* Begin TEXT SHOWN *

How does one stumble upon productive thoughts about implementing a project and find potential collaborators? Two key loci are DH Answers, which runs both a forum and a Twitter account, and the DiRT wiki—Digital Research Tools, now hosted by Project Bamboo. If you’re interested in a particular piece of software, there’s a good chance that fellow scholars have blogged their uses of it, and reading about their uses or disappointments may save you valuable time in deciding which tools you need most to become familiar with. Get your students involved, not to do the work for you (which some people seem to think is ideal) but to furnish ongoing accountability for your project, so that the project keeps moving. Publish to the web and make your work free to access, to grant it a wider distribution. You can link to a website until the proverbial cows come home; you cannot actually give away free books to encourage readership—much though I like codices—because people won’t take them. For that matter, websites have the ineluctable advantage of not requiring either a print run or a supply chain. MTPO isn’t the most frequented site, partly because it focuses upon a single writer and isn’t a major hub; nonetheless, MTPO pulls down between 1500 and 2000 visitors per month on basically zero advertising.

One thing not to worry about: whether editions are hot enough, and in particular whether you, in pursuing a digital project, are undertaking the right kind of work in terms of anticipated external rewards. Only in retrospect, as Stephen Ramsay observes in a recently posted talk titled “The Hot Thing,” is it possible to discern that one chose “correctly” and got lucky in aligning zeitgeist with personal strengths and interests. It is always the right time to edit a text, precisely because it is never the right time.… And though Natalia Cecire rightly critiques the rhetoric of doing things “hands on” in the digital humanities and finds flaws in its implied recapitulation of contingent labor, it seems to me that doing work in this fair field full of folk is a solid way to participate in what is happening, to shape it, and thus to effect change.

* End TEXT SHOWN *
* Begin SUPPLIED DATA *

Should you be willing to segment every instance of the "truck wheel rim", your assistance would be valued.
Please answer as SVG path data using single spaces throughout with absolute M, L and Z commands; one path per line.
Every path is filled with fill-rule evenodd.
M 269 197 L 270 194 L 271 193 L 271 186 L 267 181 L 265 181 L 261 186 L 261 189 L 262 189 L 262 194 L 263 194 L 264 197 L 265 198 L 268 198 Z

* End SUPPLIED DATA *

SET TASKS »
1) In the passage on digital projects, copy the text from "One thing not" up to and including "to effect change.", substituting "the spirit of the age" for "zeitgeist".
2) Condense the paragraph of the passage on digital projects that opens with "How does one stumble upon" into a bulleted list that keeps its main facts.
Rely only on the passage on digital projects, not on the material.

ANSWERS FOR THE TASKS »
1)
One thing not to worry about: whether editions are hot enough, and in particular whether you, in pursuing a digital project, are undertaking the right kind of work in terms of anticipated external rewards. Only in retrospect, as Stephen Ramsay observes in a recently posted talk titled “The Hot Thing,” is it possible to discern that one chose “correctly” and got lucky in aligning the spirit of the age with personal strengths and interests. It is always the right time to edit a text, precisely because it is never the right time.… And though Natalia Cecire rightly critiques the rhetoric of doing things “hands on” in the digital humanities and finds flaws in its implied recapitulation of contingent labor, it seems to me that doing work in this fair field full of folk is a solid way to participate in what is happening, to shape it, and thus to effect change.

2)
- DH Answers (a forum and a Twitter account) and the DiRT wiki (Digital Research Tools, now hosted by Project Bamboo) are two key places to find project ideas and collaborators.
- Other scholars' blog posts about a piece of software can save time in choosing which tools to learn.
- Involve students to provide ongoing accountability and keep the project moving, not to do the work for you.
- Publish freely on the web for wider distribution. Free books don't find takers, while websites need no print run or supply chain.
- MTPO focuses on a single writer and isn't a major hub, yet it draws 1500 to 2000 visitors per month with basically no advertising.